American Coatings Association


ACA Submits Amicus Brief in Support of Daubert


 

amicus

Earlier this month, ACA submitted an amicus brief in the Texas Court of Appeals, Fifth District, to provide the court further guidance regarding the district court’s proper exercising of its gatekeeping responsibility to exclude scientifically unreliable expert testimony. E.I Du Pont de Nemours and Company v. Virgil Hood and Lorrie Hood, is a toxic tort case related to benzene on appeal from Texas District court. ACA’s brief supported DuPont, and urged the appellate court to reverse the lower court ruling.

In its brief, ACA posits that the DuPont appeal raises two fundamental issues that are increasingly arising in toxic tort litigation: How should a trial court exercise its gatekeeping responsibility in the face of (1) expert testimony that merely presumes the predicate facts of historical exposures necessary to opine to a plaintiff’s total dose and duration of exposure to an alleged toxin; and (2) expert testimony that misuses and selectively relies upon studies in order to support her causation opinion. ACA believes the trial court fundamentally erred in failing to hold plaintiffs to their burden of demonstrating that his experts’ testimony satisfied Texas law on the core issues of product exposure and causation.

[Referring expression pointing data]
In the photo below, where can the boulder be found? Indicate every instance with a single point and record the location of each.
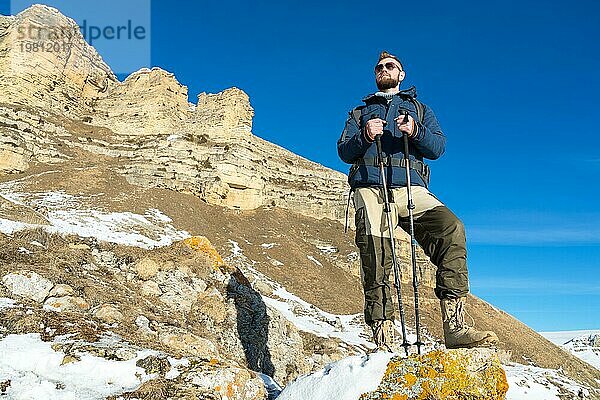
(443, 375)
(28, 284)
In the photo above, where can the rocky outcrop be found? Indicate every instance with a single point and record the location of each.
(45, 62)
(444, 375)
(205, 312)
(68, 105)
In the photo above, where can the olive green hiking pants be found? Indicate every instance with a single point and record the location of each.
(437, 230)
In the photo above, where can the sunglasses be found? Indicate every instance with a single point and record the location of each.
(389, 66)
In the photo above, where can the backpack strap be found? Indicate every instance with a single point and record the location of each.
(420, 107)
(356, 114)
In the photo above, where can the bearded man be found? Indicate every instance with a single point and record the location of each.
(437, 230)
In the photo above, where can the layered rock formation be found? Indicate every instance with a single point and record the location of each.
(55, 102)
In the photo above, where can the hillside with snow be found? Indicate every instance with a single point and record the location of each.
(151, 248)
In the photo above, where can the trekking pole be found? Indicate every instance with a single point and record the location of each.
(413, 243)
(388, 212)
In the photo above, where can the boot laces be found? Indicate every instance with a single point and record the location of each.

» PROBLEM TO SOLVE
Copy out the portion of the text on ACA's amicus brief that opens with the words containing "ACA Submits Amicus" and closes with "lower court ruling.", substituting "reviewing court" for "appellate court".

» COMPLETED TASK
ACA Submits Amicus Brief in Support of Daubert


 

amicus

Earlier this month, ACA submitted an amicus brief in the Texas Court of Appeals, Fifth District, to provide the court further guidance regarding the district court’s proper exercising of its gatekeeping responsibility to exclude scientifically unreliable expert testimony. E.I Du Pont de Nemours and Company v. Virgil Hood and Lorrie Hood, is a toxic tort case related to benzene on appeal from Texas District court. ACA’s brief supported DuPont, and urged the reviewing court to reverse the lower court ruling.